REQUIREMENT 1
Set down word for word the part of the skateboarding-to-snowboarding thread below that begins at the words "Lib-tech makes a" and stops after "what you like.".
REQUIREMENT 2
In the skateboarding-to-snowboarding thread below, rewrite the paragraph that begins "well if this is ur first time snowboarding" as a short list that keeps its main points.
REQUIREMENT 3
Continue the skateboarding-to-snowboarding thread below from the point where it stops.

SUPPLIED TEXT
# Skateboarding to snowboarding



## Guest (Dec 22, 2008)

Ive been skateboarding in my teen years in Florida but I recently moved to Seattle, WA and want to start snowboarding. I have a few questions for you guys:

1) What size/ type/ brand board should I get? I'm 6'2 and weigh around 180lbs
2) What brand type/ snow shoes should I get? I have size 13 shoes...
3) What's the best closest spot to snowboard in Seattle/ Tacoma area?

Thanks.


----------



## Guest (Dec 23, 2008)

Heya, i can help ya with 1 & 2.
Skating is going to help your snowboarding. 
The kind of board and stuff depends on what you're willing to purchase honestly.

Lib-tech makes a great board called the skate-banana which is shaped like a skateboard, but runs a bit high.

I have size 13 feet also and ride 11.5 boots, go 1 size smaller than your shoe size on boots otherwise they'll be too big.

you'll probably want between a 159 & 160 board.

There are a lot of good binding and boots companies. I ride force bindings by union and they're really awesome. Vans boots too. Its up to you really, just do some research and figure out what you like.


----------



## Guest (Dec 23, 2008)

well if this is ur first time snowboarding you will probably want to purchase a lower end board first. like a board around $200 cause if you don't like it. you will just waste ur money if you bought a really expensive one. if you really like it get used to it first with the board. then if your ready for more difficult stuff you should change because not all boards are meant for everything.

hope this helps

just to let ya kno i am no genius at skatebaording :laugh:


----------



## baldylox (Dec 27, 2007)

Read Sedition's Equipment Guide http://www.snowboardingforum.com/welcome-new-riders-new-members/9131-sedition-s-equipment-guides.html



flightskate said:


> 1) What size/ type/ brand board should I get? I'm 6'2 and weigh around 180lbs


159 would be a good place to start. All mountain. RENT FIRST! 



flightskate said:


> 2) What brand type/ snow shoes should I get? I have size 13 shoes...

RECORD SET
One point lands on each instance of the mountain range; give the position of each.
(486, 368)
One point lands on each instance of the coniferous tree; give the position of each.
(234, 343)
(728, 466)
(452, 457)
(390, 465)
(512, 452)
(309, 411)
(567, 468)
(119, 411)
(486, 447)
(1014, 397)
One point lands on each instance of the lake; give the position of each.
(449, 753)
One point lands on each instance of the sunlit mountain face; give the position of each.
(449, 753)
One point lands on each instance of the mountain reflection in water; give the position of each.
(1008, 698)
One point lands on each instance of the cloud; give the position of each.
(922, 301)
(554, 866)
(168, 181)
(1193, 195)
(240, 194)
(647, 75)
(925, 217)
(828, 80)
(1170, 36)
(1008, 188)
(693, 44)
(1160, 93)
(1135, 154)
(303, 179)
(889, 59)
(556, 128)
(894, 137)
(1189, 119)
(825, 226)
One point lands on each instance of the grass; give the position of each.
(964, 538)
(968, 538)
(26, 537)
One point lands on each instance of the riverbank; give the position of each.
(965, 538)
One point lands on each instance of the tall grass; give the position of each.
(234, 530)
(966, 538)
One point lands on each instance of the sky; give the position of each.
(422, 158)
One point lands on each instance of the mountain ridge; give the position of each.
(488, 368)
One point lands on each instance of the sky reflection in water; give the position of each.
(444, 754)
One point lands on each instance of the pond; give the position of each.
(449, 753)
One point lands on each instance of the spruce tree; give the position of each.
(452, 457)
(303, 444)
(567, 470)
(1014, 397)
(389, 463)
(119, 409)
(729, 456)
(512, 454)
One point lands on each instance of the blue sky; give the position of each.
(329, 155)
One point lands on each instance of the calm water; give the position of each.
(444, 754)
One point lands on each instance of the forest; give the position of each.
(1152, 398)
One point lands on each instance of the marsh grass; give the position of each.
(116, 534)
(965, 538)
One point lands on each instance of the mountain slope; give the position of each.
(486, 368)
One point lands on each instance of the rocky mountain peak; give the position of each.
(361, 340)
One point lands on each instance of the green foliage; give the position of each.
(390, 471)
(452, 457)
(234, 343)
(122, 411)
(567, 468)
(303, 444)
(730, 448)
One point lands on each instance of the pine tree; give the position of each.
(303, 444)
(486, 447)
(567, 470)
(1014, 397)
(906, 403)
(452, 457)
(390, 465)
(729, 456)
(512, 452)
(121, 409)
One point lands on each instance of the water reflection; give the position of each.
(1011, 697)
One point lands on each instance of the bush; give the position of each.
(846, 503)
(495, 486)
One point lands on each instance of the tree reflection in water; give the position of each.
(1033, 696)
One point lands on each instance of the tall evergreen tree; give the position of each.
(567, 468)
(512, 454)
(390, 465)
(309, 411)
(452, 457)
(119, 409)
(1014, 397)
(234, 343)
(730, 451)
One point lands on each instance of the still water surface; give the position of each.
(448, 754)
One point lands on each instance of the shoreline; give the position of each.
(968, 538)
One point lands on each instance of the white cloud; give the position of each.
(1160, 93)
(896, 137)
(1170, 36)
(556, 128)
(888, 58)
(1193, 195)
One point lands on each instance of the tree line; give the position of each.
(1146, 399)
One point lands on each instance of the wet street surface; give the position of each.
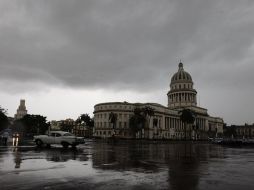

EXERCISE ANSWER 1
Lib-tech makes a great board called the skate-banana which is shaped like a skateboard, but runs a bit high.

I have size 13 feet also and ride 11.5 boots, go 1 size smaller than your shoe size on boots otherwise they'll be too big.

you'll probably want between a 159 & 160 board.

There are a lot of good binding and boots companies. I ride force bindings by union and they're really awesome. Vans boots too. Its up to you really, just do some research and figure out what you like.

EXERCISE ANSWER 2
- For a first time, buy a lower-end board, around $200.
- If you end up not liking snowboarding, a really expensive board would be wasted money.
- If you do like it, get used to riding on that first board.
- Once you're ready for harder riding, switch boards, because not all boards are meant for everything.

EXERCISE ANSWER 3
Go to a shop and try them on.... I recommend starting with a size thirteen and seeing if that is comfortable. They do break in so you'll probably end up with something slightly smaller than your shoe size. They should be snug when you buy them, but not cutting off circulation. 




YetisCanShred2 said:


> Skating is going to help your snowboarding.


In what way?


----------



## laz167 (Nov 27, 2007)

The only thing in common with Skateboarding and Snowboarding..Is the word Boarding.


----------



## Guest (Dec 31, 2008)

Bend your knees  That'll be where some of your skateboarding will come into play with snowboarding. There goes one similarity.


----------



## Guest (Dec 31, 2008)

From personal experience my friends and I all snowboard and skateboard, skating coming first.

The balance and flow of skating as well as alot of the movements is pretty easily translated from pavement to snow.

My friends who are great skaters picked up snowboarding, having never done it before, and were spinning & hitting handrails within 2 days of starting easily.

All i'm saying is that if you're good at skating snowboarding is gonna be a lot more intuitive and definitely alot easier to pick up.


----------



## Guest (Dec 31, 2008)

Dropping into a bowl is similiar to getting off a ski lift if that's a good comparison.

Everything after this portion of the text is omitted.